WHAT THE EXERCISE ASKS
Below is a set of records. Please retype every one exactly.

┏━━

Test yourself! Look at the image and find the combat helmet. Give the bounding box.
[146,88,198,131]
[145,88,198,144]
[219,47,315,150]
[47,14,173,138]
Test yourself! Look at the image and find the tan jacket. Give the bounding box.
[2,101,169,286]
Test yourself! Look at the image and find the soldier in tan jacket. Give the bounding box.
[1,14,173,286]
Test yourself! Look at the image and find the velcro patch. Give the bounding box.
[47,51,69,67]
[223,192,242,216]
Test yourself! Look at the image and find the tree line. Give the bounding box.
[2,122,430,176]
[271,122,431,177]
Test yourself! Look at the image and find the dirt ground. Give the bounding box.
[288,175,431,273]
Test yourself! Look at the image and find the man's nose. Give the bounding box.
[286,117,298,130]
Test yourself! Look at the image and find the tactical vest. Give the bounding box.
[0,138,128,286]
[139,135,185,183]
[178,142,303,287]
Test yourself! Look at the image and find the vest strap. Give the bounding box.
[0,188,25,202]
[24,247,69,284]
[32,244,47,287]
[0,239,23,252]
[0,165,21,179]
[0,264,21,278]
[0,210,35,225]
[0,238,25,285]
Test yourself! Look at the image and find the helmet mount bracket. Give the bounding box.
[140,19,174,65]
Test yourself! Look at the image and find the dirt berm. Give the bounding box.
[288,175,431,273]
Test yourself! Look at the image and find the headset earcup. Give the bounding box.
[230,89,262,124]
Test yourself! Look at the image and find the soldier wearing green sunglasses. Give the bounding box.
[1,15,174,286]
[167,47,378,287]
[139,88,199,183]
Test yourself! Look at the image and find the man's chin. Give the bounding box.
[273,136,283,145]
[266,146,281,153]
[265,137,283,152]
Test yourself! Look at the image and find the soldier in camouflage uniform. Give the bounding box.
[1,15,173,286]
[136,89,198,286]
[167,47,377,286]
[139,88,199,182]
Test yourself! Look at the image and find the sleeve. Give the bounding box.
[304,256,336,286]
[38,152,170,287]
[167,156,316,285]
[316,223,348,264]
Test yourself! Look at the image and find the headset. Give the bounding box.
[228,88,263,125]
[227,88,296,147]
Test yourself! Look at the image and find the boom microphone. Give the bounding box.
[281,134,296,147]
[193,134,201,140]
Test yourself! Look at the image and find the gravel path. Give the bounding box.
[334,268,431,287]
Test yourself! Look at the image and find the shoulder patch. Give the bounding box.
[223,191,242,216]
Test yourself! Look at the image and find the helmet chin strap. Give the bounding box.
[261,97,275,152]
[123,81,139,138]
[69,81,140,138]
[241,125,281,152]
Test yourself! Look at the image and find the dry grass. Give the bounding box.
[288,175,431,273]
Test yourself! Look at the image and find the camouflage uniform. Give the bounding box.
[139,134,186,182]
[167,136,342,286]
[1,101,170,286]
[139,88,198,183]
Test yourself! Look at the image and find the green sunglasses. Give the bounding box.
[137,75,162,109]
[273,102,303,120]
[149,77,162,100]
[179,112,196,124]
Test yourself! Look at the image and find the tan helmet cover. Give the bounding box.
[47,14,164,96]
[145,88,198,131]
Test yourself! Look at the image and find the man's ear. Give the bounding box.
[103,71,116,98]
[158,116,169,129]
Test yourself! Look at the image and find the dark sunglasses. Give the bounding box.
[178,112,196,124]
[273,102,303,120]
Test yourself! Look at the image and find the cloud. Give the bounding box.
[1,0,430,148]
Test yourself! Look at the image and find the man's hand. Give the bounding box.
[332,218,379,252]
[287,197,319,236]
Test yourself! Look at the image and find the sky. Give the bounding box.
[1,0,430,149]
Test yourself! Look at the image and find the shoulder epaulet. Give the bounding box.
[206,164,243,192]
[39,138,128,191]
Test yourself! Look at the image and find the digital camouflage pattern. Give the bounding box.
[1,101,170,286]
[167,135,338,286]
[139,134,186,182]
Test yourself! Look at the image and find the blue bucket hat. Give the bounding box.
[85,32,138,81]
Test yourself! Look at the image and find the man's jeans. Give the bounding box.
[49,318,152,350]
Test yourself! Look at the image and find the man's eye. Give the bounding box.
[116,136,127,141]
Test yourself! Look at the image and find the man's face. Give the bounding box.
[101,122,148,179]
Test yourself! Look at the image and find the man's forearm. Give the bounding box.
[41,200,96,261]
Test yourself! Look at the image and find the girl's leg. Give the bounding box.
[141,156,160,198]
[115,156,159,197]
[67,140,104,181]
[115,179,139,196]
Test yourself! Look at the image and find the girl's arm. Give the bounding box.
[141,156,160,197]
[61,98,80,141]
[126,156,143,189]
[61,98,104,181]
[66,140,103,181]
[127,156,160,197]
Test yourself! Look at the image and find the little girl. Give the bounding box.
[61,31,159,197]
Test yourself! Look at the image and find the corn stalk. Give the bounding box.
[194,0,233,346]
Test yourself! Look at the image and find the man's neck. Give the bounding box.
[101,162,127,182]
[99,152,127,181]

┗━━

OUTPUT
Test yourself! Look at the image and find the combat helmet. Give the bounding box.
[146,88,198,131]
[145,88,198,144]
[219,47,315,150]
[47,14,173,138]
Test yourself! Look at the image and find the tan jacket. Give the bounding box.
[2,101,169,286]
Test yourself! Look at the image and find the soldier in tan jacket. Give the bounding box.
[1,14,173,286]
Test yourself! Look at the image and find the velcro patch. Give the bounding box.
[47,51,69,67]
[223,192,242,216]
Test yourself! Look at the image and find the tree line. Give the bounding box.
[2,122,430,176]
[271,122,431,177]
Test yourself! Look at the image and find the dirt ground. Give the bounding box.
[288,175,431,273]
Test yourself! Look at the image and find the man's nose. Give the bounding box.
[286,117,298,130]
Test yourself! Look at the image and find the tactical vest. Give the bounding box.
[0,138,128,286]
[139,135,185,183]
[178,142,303,287]
Test yourself! Look at the image and find the vest strap. Give the bounding box.
[0,188,25,202]
[24,247,69,284]
[32,244,47,287]
[0,239,23,252]
[0,165,21,179]
[0,264,21,278]
[0,210,35,225]
[0,238,25,285]
Test yourself! Look at the image and find the helmet mount bracket. Give the bounding box.
[140,19,174,65]
Test yourself! Look at the image and find the dirt berm. Give the bounding box.
[288,175,431,273]
Test yourself! Look at the image and find the headset earcup. Give the bounding box.
[230,89,262,124]
Test yourself! Look at the image and find the soldier wearing green sunglasses. Give the bounding box.
[1,15,174,286]
[167,47,378,287]
[139,88,199,183]
Test yourself! Look at the image and find the man's chin. Give the bounding box.
[273,136,283,145]
[266,146,281,153]
[265,137,283,152]
Test yourself! Look at the image and find the soldier in camouflage uniform. Give the bounding box.
[1,15,173,286]
[136,89,198,286]
[167,47,377,286]
[139,88,199,182]
Test yourself! Look at the image and find the sleeve. Give the bounding box.
[304,256,336,286]
[38,152,170,287]
[167,156,316,285]
[316,223,348,264]
Test yourself! Look at the image and find the headset. Give the bounding box.
[228,88,263,125]
[227,88,296,147]
Test yourself! Look at the image and find the boom microphone. Give the bounding box.
[281,134,296,147]
[193,134,201,140]
Test yourself! Look at the image and find the gravel path. Give the bounding box.
[334,268,431,287]
Test yourself! Look at the image and find the shoulder patch. Give the bounding box.
[223,191,242,216]
Test yourself! Look at the image and find the helmet chin strap. Give the bounding box.
[261,97,275,152]
[123,81,139,138]
[69,81,140,138]
[241,125,281,152]
Test yourself! Look at the image and find the dry grass. Give the bounding box.
[288,175,431,273]
Test yourself! Look at the image and find the camouflage uniform. Give the bounding box.
[139,134,186,182]
[167,136,342,286]
[1,101,170,286]
[139,88,198,183]
Test yourself! Look at the image and find the green sunglasses. Give the bounding box.
[137,75,162,109]
[273,102,303,120]
[149,77,162,100]
[179,112,196,124]
Test yourself! Look at the image and find the tan helmet cover. Give the bounding box.
[47,14,164,96]
[145,88,198,131]
Test yourself! Look at the image and find the man's ear. Give the bounding box.
[103,71,116,98]
[158,116,169,129]
Test yourself! Look at the image and find the dark sunglasses. Give the bounding box.
[178,112,196,124]
[273,102,303,120]
Test yourself! Look at the image and find the cloud. Give the bounding box.
[1,0,430,148]
Test yourself! Look at the image and find the man's hand. Give the bounding box.
[332,218,379,252]
[287,197,319,236]
Test yourself! Look at the image and find the sky. Give the bounding box.
[1,0,430,149]
Test yourself! Look at the image and find the shoulder epaulet. Give the bounding box.
[206,164,243,192]
[39,138,128,191]
Test yourself! Look at the image and find the digital camouflage pattern. Give the bounding box.
[1,101,170,286]
[167,135,338,286]
[139,134,186,182]
Test yourself! Look at the image and find the blue bucket hat. Give the bounding box.
[85,32,138,81]
Test yourself! Look at the image and find the man's jeans. Give the bounding box.
[49,318,152,350]
Test yourself! Look at the image and find the man's eye. Give the bounding box.
[116,136,127,141]
Test yourself! Look at the image and find the man's face. Give the bounding box.
[101,122,148,179]
Test yourself! Look at the image and find the man's forearm. Give the bounding box.
[41,200,96,261]
Test yourself! Look at the image and find the girl's leg. Give the bounding box.
[141,156,160,198]
[115,156,159,197]
[67,140,104,181]
[115,179,139,196]
Test yourself! Look at the image and find the girl's arm. Give the bounding box.
[141,156,160,197]
[61,98,80,141]
[126,156,143,189]
[61,98,104,181]
[66,140,103,181]
[127,156,160,197]
Test yourself! Look at the image and find the little girl. Give the bounding box.
[61,31,159,197]
Test yourself! Look at the image and find the corn stalk. Give the bounding box.
[194,0,233,346]
Test yourself! Look at the image and find the man's neck. Give the bounding box.
[101,162,127,182]
[99,152,127,181]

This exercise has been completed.